- [PROVIDED RECORDS]:
========================

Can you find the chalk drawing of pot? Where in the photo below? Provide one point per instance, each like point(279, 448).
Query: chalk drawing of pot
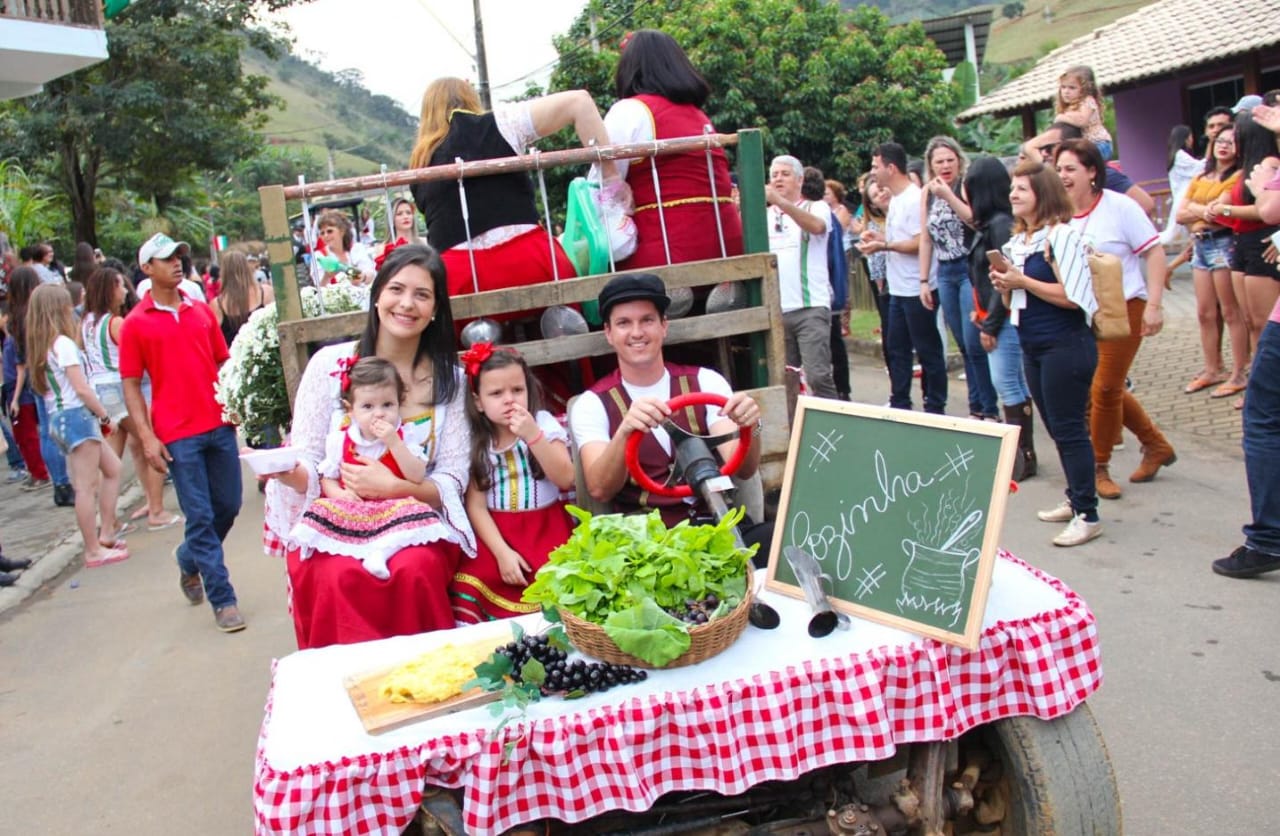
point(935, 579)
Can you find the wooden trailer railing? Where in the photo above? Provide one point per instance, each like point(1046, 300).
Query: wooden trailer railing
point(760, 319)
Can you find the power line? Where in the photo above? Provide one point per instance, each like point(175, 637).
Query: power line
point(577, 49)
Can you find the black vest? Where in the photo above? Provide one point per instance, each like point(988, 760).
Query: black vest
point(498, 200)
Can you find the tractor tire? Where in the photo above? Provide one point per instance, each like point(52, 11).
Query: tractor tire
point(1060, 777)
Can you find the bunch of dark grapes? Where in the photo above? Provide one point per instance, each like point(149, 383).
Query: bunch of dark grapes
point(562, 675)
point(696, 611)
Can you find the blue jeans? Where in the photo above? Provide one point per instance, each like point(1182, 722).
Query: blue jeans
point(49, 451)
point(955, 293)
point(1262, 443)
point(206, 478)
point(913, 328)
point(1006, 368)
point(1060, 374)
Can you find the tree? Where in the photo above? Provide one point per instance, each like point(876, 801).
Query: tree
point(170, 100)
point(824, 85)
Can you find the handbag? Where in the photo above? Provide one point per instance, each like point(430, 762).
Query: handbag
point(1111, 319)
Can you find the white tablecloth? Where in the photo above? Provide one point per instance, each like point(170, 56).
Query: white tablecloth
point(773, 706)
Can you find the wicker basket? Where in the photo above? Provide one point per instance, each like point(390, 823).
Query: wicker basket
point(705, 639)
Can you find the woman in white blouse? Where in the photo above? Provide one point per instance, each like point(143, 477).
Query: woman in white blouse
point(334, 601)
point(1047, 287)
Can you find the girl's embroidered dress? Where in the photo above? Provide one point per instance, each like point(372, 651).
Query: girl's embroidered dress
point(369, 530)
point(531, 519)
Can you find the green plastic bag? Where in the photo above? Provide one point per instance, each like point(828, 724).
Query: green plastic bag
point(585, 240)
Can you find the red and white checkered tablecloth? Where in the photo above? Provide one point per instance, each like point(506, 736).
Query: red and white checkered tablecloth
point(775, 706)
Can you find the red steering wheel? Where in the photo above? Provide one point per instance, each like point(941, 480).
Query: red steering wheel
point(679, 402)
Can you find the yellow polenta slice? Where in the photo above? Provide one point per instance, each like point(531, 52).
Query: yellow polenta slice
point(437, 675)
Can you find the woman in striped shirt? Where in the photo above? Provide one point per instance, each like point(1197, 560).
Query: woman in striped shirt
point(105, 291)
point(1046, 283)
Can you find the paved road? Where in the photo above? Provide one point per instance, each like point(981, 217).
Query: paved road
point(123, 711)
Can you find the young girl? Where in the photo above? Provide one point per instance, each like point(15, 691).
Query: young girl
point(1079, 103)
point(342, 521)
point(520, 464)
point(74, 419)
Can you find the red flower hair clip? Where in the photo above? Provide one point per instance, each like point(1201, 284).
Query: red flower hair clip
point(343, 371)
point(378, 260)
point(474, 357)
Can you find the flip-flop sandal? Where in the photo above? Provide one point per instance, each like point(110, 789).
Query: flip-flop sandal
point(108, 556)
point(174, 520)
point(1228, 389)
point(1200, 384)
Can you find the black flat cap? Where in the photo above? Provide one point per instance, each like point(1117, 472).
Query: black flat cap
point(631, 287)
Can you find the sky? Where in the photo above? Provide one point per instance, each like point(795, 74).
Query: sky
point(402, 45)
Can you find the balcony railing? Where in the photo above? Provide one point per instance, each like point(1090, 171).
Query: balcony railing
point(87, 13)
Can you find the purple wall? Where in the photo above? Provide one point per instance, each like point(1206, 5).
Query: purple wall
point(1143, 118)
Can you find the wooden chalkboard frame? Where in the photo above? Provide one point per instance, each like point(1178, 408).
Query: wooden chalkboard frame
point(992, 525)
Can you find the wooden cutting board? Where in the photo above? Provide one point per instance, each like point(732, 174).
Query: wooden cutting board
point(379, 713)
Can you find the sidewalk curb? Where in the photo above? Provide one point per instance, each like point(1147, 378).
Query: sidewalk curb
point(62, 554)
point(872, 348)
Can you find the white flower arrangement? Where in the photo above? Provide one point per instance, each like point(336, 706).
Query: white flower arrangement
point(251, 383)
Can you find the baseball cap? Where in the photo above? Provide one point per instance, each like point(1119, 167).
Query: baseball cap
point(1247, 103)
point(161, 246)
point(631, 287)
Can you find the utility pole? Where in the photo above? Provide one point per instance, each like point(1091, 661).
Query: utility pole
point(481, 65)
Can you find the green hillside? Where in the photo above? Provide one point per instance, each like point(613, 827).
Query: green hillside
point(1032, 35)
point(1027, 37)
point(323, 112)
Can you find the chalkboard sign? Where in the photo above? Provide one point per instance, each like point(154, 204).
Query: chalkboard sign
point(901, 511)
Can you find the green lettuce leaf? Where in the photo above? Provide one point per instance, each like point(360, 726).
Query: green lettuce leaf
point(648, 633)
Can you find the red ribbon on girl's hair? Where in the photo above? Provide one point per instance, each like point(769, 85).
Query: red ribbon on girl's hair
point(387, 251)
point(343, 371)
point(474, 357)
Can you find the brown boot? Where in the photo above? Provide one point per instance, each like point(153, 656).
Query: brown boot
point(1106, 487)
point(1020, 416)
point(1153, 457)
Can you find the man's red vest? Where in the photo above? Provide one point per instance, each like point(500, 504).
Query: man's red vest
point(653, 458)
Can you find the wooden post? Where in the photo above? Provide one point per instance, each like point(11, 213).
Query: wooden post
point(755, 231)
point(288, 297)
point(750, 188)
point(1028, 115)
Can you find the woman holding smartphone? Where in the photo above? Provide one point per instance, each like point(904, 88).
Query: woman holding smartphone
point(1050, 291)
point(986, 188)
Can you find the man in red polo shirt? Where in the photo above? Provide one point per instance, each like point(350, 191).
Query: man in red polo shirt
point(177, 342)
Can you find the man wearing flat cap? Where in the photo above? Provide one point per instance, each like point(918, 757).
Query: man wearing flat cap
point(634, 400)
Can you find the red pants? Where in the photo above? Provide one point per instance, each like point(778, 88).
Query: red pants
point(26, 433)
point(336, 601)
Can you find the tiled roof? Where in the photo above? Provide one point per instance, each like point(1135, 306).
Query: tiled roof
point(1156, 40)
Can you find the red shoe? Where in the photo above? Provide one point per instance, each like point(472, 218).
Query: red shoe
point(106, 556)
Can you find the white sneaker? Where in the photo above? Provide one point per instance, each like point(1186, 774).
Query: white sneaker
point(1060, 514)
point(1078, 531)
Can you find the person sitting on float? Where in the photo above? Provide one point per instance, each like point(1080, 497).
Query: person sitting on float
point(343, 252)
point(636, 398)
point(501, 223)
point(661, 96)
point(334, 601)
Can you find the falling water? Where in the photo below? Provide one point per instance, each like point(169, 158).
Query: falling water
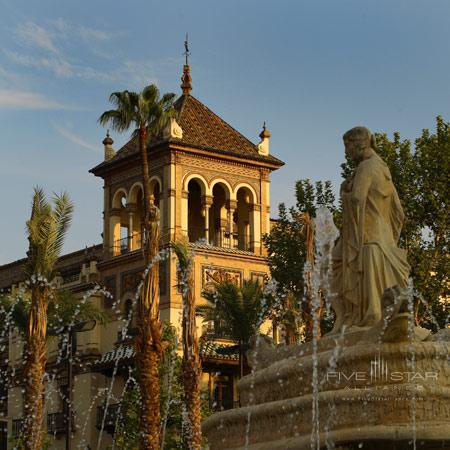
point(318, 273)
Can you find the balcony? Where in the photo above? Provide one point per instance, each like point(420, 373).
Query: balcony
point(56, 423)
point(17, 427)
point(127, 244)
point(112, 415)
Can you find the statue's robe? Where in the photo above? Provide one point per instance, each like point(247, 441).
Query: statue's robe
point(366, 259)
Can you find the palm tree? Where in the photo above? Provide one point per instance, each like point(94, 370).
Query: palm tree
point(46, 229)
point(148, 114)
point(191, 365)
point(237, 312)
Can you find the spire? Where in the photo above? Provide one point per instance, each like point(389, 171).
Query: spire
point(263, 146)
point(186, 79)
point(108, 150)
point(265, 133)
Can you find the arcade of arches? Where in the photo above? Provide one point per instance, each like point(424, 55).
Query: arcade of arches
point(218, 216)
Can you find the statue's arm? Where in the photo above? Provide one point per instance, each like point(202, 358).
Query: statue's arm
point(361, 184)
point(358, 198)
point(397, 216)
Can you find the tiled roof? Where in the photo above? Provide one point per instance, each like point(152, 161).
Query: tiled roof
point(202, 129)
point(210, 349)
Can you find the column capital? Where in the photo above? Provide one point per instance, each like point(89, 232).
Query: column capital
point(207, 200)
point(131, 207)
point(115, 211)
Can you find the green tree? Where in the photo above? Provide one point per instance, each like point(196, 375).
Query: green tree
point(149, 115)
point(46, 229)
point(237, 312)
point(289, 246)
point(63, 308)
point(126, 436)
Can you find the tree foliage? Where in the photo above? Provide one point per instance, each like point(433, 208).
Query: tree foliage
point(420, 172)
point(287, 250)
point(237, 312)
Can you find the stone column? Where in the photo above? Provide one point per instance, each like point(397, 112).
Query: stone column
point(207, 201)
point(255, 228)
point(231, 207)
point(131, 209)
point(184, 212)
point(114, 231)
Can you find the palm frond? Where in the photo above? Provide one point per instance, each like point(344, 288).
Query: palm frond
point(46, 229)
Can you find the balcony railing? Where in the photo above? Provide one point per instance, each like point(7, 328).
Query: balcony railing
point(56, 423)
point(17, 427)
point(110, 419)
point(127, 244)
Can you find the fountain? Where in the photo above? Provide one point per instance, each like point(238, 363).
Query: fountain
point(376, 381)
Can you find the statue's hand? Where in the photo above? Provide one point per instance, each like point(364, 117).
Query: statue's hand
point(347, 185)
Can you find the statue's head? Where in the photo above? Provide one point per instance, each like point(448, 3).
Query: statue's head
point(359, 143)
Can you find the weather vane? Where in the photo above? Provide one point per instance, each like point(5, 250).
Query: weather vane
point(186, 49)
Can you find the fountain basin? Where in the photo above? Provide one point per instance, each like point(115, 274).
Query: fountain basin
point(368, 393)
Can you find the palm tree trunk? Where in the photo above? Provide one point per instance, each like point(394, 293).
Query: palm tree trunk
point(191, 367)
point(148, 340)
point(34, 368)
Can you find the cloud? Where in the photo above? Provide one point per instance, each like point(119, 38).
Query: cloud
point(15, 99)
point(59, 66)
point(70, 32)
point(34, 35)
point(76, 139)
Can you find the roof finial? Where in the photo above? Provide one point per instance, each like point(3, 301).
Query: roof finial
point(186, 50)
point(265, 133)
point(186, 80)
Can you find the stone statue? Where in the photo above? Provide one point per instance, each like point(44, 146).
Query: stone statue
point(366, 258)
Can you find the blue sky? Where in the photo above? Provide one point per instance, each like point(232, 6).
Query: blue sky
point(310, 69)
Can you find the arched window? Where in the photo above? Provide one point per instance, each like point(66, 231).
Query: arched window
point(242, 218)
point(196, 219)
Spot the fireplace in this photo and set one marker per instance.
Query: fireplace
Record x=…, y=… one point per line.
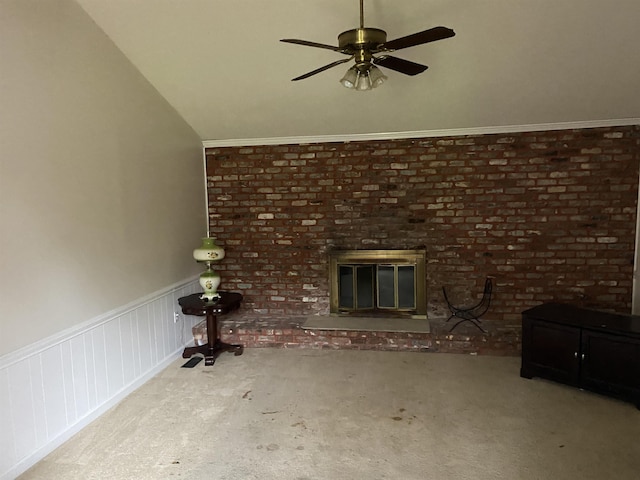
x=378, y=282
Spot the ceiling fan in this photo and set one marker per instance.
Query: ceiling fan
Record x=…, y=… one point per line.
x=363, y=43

========================

Looking at the data above, report how many of its lines include the word "ceiling". The number alone is the answer.

- [EXERCISE RESPONSE]: 2